## EXTRACTED DATA
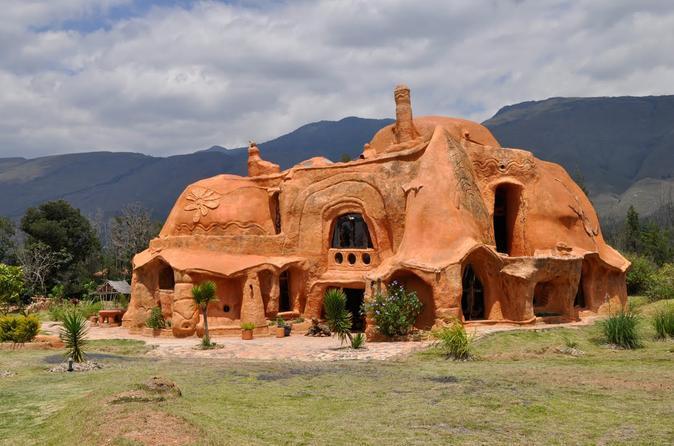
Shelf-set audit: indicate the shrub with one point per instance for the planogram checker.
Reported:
(87, 308)
(662, 283)
(640, 274)
(203, 294)
(19, 328)
(622, 329)
(336, 314)
(663, 322)
(568, 342)
(358, 341)
(73, 334)
(156, 320)
(394, 311)
(454, 341)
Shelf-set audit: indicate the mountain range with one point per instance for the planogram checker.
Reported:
(621, 147)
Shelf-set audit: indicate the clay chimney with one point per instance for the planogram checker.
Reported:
(404, 129)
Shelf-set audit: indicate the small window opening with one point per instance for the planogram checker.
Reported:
(165, 277)
(350, 231)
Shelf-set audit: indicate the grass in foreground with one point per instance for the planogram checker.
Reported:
(520, 392)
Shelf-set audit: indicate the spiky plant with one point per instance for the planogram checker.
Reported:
(203, 294)
(663, 322)
(336, 314)
(454, 341)
(73, 334)
(621, 329)
(358, 341)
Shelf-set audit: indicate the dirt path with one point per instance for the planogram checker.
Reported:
(296, 347)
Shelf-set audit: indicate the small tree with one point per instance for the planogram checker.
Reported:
(632, 231)
(11, 286)
(395, 310)
(338, 318)
(7, 243)
(203, 294)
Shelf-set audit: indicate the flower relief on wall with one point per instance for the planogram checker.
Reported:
(201, 200)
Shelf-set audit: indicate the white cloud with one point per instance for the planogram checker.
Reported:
(173, 79)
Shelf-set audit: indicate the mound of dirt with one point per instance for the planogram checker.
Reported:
(145, 426)
(155, 389)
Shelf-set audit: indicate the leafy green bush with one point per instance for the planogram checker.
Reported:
(87, 308)
(663, 322)
(661, 285)
(454, 341)
(336, 314)
(19, 328)
(394, 311)
(156, 320)
(73, 334)
(622, 329)
(358, 341)
(640, 274)
(11, 286)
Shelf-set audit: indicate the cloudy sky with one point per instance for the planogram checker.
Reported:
(166, 77)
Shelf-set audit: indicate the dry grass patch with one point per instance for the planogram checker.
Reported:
(138, 424)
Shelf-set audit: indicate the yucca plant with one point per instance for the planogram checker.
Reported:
(358, 341)
(663, 322)
(73, 334)
(454, 341)
(336, 314)
(621, 329)
(203, 294)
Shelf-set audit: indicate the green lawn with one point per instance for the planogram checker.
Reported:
(520, 391)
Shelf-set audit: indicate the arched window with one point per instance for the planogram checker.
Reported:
(350, 231)
(472, 298)
(165, 277)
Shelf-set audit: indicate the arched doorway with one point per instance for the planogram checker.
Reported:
(165, 279)
(472, 297)
(412, 282)
(350, 231)
(506, 207)
(284, 292)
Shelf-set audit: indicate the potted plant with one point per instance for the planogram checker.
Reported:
(280, 327)
(156, 321)
(247, 330)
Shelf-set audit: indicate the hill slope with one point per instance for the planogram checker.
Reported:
(107, 181)
(622, 146)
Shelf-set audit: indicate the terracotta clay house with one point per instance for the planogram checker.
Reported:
(481, 233)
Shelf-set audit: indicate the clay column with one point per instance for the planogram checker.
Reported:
(252, 307)
(404, 127)
(185, 312)
(274, 293)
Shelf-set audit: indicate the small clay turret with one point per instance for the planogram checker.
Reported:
(258, 166)
(404, 127)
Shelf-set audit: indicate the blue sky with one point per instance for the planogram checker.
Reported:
(174, 76)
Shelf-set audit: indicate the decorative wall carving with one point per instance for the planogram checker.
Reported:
(504, 163)
(201, 200)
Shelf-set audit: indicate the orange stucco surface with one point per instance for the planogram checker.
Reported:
(481, 232)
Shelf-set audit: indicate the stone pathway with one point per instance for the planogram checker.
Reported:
(294, 348)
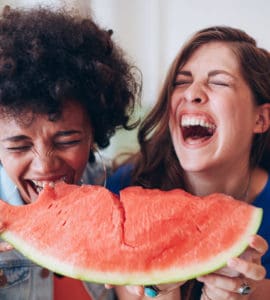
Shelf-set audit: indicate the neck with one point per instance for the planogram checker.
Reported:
(235, 184)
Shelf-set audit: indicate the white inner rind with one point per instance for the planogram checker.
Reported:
(156, 276)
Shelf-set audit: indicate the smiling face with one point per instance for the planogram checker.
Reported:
(45, 151)
(213, 116)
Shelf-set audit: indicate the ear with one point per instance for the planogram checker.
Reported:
(262, 123)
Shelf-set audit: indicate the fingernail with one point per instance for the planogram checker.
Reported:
(201, 279)
(150, 292)
(232, 262)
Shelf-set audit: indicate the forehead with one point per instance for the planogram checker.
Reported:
(73, 115)
(213, 54)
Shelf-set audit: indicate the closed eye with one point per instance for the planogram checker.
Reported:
(181, 82)
(219, 83)
(68, 143)
(19, 149)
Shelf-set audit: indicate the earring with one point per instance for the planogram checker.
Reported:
(104, 167)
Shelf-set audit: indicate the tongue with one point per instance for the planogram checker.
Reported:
(196, 134)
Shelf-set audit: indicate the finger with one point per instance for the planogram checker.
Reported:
(108, 286)
(248, 269)
(212, 293)
(259, 244)
(227, 284)
(135, 289)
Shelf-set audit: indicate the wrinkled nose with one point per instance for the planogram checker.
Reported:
(44, 163)
(195, 93)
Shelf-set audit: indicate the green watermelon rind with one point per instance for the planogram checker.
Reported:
(169, 275)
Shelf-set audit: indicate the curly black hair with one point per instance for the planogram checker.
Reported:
(48, 57)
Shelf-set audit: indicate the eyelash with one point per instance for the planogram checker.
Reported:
(59, 144)
(180, 83)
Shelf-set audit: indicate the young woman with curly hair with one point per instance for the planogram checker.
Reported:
(65, 87)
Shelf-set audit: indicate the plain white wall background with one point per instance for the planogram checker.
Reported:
(152, 31)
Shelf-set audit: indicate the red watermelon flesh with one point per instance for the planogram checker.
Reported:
(148, 236)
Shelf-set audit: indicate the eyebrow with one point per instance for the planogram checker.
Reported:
(18, 138)
(210, 74)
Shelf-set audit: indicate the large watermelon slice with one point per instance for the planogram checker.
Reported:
(145, 237)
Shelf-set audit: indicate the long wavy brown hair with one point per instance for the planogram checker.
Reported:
(156, 165)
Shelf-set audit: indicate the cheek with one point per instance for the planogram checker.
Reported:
(78, 159)
(13, 167)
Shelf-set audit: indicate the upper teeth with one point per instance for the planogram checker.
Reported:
(42, 184)
(196, 121)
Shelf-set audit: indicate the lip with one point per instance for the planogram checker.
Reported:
(199, 121)
(34, 186)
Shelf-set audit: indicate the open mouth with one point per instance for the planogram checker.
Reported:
(38, 186)
(197, 128)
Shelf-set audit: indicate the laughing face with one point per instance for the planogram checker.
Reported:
(213, 115)
(44, 152)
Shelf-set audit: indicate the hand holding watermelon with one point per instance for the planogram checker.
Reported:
(226, 282)
(4, 246)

## TASK ITEM
Only the lines containing the word "small" should be returned from the data above.

## SOLUTION
Shelf-set audit: indicate the small window opening with one point per instance for the planogram checker.
Shelf-set audit: indicate the small tree with one point per instance for the planogram checker.
Shelf-set audit: indicate the small clay turret with one point per instance for the planogram checker.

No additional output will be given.